- _Exercise set_:
1 > Answer these questions from the column, one line each:
(a) What was the title of Dick Van Dyke's medical mystery series?
(b) Which company does Chip Bergh lead as CEO?
(c) What is the full name of the ex-major league relief pitcher?
2 > List every person the column names by full name.
3 > Transcribe the part of the column starting at "I recently heard" and ending at "circumcision of sorts?".

- _Reading passage_:
___

Not a lot of things shock me or even surprise me, but occasionally I am taken aback when something I assume to be true turns out not to be the case at all.
For instance, when I was on the writing staff of Dick Van Dyke’s medical mystery series, “Diagnosis Murder,” I got to know and like Van Dyke. I even assumed that with his midwestern background and his non-egotistical ways, he was a Republican.
Not only, as I was to discover during the 2000 presidential election, was he not a Republican, but even Al Gore wasn’t liberal enough to suit him. Instead, he not only voted for Ralph Nader, he hosted a fundraiser for the booby in his home.
More recently, I was quite surprised that Chip Bergh, the CEO of the Levi Strauss Company, famous for making blue jeans, the uniform of cowboys and other hard working men, is spending a large amount of the outfit’s money to help Michael Bloomberg in his campaign to invalidate the Second Amendment.
I guess that it’s thanks to all those westerns we’ve all seen that I assumed jeans and guns went together like ham and eggs. Apparently, CEO Bergh thinks they go together like ham and gefilte fish.
I have made no secret of the fact that when it comes to abortions, I remain unresolved. I hate abortions, but I’d also hate to imagine having an additional 50 million unwanted people in this country. People who would be far more likely to end up on welfare or peddling heroin or in jail than getting an education, getting a job and raising a family.
On the other hand, I am revolted by those creatures who think it should be open season when it comes to human babies, even though there are seasonal time limits when it comes to hunting and killing four-legged animals.
I personally believe there is a special place in Hades for those women who insist that aborting a baby is no different from having a mole surgically removed. How are people who think that way any different from Nazis who felt the same way about gassing Jews?
I wonder how these creeps would respond to my pointing out that nobody ever threw a baby shower for a mole; painted a room in the house pink or blue because of a mole; and nobody ever named a mole after a beloved parent or grandparent.
One of my readers let me know he was shocked to learn how widespread on college campuses it had become for blacks to segregate themselves from their fellow students, demanding separate dorms, separate indoctrinations, separate counselors and even separate graduation exercises.
One might even refer to this practice as Leroy Crow Laws.
The problem is that once you begin pandering to people by excusing their criminal practices; accept their every grievance as gospel; begin leap-frogging them over more deserving students into colleges and universities; elect them to high office in order to absolve white guilt; they come to feel special and entitled. It’s just human nature. You see it not only with blacks, but with show biz celebrities, politicians and illegal aliens.
Someone sent me a collection of actual newspaper headlines, beginning with “Homicide Victims Rarely Talk to Police”
Others include “Barbershop Singers Bring Joy to School for Deaf”
“Miracle Cure Kills Fifth Patient”
“17 Remain Dead in Morgue Shooting Spree”
“Starvation Can Lead to Health Hazards”
“Man Accused of Killing Lawyer Gets a New Attorney”
“Parents Keep Kids Home to Protest School Closure”
“Hospitals Resort to Hiring Doctors”
“Federal Agents Raid Gun Shop, Find Weapons”
“Total Lunar Eclipse Will Be Broadcast Live on Northwoods Public Radio”
“Meeting on Open Meetings is Closed”
“Statistics Show That Teen Pregnancy Drops Off After Age 25”
“Bugs Flying Around With Wings Are Flying Bugs”
“Marijuana Issue Sent Along to a Joint Committee”
“Worker Suffers Leg Pain After Crane Drops 800-Pound Ball On His Head”
“Republicans Turned Off by Size of Obama’s Package”
At least the rags are good for a laugh, if not for the news.
I recently heard about an ex-major league relief pitcher named Joseph Jason Putz. For those of you unfamiliar with the word, “putz” is a Jewish word for the male organ.
It made me wonder if the baseball player’s name might have been shortened from something like Putzmeister or Putzman at Ellis Island. And if so, would that constitute a circumcision of sorts?

___

- _Record extracts_:
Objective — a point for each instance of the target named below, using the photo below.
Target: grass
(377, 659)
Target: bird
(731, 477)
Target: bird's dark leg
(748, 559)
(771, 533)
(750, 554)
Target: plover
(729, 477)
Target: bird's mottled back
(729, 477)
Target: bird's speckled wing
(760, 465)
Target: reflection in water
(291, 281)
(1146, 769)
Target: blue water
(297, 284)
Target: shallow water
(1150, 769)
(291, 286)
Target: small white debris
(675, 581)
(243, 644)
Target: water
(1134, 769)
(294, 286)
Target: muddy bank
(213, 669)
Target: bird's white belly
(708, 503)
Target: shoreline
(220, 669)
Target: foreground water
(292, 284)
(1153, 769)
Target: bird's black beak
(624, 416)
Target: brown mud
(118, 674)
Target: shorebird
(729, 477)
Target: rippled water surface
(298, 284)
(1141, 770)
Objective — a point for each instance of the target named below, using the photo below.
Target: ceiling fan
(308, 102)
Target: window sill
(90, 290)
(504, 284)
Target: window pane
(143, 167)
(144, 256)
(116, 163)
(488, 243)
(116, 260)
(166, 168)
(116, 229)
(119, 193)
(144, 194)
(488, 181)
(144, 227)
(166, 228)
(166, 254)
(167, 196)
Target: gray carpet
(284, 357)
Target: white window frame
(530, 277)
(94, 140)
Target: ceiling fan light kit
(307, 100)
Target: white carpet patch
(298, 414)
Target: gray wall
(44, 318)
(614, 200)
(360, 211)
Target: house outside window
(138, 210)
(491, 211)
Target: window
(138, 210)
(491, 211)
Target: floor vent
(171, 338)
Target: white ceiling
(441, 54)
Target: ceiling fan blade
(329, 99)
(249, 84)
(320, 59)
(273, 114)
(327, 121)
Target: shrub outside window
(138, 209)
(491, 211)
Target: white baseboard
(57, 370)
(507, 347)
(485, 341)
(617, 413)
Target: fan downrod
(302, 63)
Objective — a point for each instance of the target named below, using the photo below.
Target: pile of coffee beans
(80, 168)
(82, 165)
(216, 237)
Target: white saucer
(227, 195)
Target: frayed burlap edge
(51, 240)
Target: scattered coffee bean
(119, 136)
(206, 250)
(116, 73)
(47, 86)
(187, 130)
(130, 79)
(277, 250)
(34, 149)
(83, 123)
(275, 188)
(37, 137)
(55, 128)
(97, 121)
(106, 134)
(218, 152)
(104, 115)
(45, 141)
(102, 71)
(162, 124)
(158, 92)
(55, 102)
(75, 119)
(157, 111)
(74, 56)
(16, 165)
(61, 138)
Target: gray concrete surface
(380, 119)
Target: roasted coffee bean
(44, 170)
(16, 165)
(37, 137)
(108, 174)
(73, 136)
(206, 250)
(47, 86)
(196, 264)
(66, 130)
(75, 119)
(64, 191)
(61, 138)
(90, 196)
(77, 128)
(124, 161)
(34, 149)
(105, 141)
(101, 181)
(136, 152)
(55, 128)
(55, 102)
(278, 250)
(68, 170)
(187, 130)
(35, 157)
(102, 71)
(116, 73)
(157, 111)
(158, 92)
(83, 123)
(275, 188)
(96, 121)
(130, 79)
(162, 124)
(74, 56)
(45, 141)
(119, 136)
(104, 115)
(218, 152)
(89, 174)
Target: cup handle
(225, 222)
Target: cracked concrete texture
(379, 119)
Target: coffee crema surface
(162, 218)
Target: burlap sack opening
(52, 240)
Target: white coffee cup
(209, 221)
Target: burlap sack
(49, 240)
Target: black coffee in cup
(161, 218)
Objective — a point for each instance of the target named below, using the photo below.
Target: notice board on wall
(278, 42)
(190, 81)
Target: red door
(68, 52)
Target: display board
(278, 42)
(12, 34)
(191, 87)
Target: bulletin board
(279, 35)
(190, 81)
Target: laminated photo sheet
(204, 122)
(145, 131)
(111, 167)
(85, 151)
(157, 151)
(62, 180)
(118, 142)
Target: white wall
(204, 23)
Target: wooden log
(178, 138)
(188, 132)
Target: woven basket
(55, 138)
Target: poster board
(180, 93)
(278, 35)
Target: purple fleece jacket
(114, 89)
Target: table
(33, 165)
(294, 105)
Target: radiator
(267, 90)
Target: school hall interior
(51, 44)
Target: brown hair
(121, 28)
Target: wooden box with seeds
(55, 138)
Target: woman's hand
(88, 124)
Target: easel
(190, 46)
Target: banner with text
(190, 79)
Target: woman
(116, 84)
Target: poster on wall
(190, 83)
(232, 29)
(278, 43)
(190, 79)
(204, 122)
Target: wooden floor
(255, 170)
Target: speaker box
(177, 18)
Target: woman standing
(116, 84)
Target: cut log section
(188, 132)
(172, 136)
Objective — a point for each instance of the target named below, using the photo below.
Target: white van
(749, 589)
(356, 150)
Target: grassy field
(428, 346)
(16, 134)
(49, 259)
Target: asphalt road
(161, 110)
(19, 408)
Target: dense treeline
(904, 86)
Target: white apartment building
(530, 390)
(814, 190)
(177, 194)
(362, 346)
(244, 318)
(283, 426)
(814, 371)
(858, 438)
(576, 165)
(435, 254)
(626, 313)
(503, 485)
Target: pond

___

- _Answers per task_:
1 >
(a) "Diagnosis Murder"
(b) The Levi Strauss Company
(c) Joseph Jason Putz

2 > Dick Van Dyke, Al Gore, Ralph Nader, Chip Bergh, Michael Bloomberg, Joseph Jason Putz

3 >
I recently heard about an ex-major league relief pitcher named Joseph Jason Putz. For those of you unfamiliar with the word, “putz” is a Jewish word for the male organ.
It made me wonder if the baseball player’s name might have been shortened from something like Putzmeister or Putzman at Ellis Island. And if so, would that constitute a circumcision of sorts?